(Items from a dataset)
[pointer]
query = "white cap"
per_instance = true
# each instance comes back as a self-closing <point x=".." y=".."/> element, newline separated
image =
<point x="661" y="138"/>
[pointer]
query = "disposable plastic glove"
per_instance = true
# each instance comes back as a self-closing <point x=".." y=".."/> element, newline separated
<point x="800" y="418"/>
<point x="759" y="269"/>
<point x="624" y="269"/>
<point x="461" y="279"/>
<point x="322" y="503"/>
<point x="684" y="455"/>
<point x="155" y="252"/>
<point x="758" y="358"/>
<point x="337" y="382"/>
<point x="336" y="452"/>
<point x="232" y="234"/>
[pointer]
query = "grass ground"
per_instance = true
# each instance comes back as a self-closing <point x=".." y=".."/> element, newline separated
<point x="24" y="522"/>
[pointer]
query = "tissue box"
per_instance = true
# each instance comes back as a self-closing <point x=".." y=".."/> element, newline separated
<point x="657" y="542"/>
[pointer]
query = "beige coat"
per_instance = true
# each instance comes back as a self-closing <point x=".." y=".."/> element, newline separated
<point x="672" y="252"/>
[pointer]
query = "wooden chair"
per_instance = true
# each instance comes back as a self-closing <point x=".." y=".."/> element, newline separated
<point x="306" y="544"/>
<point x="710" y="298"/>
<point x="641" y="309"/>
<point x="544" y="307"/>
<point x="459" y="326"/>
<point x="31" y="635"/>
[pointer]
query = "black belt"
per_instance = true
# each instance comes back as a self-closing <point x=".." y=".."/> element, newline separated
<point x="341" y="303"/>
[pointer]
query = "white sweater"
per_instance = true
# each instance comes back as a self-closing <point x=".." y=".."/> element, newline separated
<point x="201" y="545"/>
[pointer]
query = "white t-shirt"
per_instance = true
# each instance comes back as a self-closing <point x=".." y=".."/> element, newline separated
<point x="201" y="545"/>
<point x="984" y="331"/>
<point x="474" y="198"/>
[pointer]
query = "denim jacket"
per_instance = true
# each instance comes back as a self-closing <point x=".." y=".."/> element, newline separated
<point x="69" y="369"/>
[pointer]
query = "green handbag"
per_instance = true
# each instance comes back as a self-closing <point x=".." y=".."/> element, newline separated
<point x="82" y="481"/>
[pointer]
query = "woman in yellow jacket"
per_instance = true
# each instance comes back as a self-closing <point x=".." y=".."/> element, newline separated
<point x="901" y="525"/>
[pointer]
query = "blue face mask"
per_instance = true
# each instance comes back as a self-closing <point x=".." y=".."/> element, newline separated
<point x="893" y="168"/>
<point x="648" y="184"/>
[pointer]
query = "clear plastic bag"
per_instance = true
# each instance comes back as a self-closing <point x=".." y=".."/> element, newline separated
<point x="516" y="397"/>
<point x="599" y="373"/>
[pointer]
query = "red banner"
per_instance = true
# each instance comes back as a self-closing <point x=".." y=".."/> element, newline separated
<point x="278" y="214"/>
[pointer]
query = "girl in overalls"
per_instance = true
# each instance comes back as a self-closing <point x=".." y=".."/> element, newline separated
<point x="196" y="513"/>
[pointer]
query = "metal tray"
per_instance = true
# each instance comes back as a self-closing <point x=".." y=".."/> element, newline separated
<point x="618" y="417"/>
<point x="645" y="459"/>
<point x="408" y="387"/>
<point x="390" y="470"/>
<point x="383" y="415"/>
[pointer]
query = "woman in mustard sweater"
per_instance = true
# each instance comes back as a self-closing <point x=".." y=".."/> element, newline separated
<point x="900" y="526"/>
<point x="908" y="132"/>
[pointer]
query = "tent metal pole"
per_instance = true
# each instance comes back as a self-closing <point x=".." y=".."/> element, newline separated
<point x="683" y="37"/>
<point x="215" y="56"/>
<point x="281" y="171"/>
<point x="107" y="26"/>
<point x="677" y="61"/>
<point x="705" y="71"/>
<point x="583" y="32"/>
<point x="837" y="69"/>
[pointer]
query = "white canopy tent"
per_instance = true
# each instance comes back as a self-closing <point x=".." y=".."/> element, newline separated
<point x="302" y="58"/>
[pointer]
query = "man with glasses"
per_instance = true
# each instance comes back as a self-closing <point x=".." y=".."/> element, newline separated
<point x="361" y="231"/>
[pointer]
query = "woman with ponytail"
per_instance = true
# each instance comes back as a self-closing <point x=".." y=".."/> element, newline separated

### [Given task]
Pick out every line in the records above that contains the word "plastic". Case counts.

### [Task response]
query = "disposable plastic glove"
query = "clear plastic bag"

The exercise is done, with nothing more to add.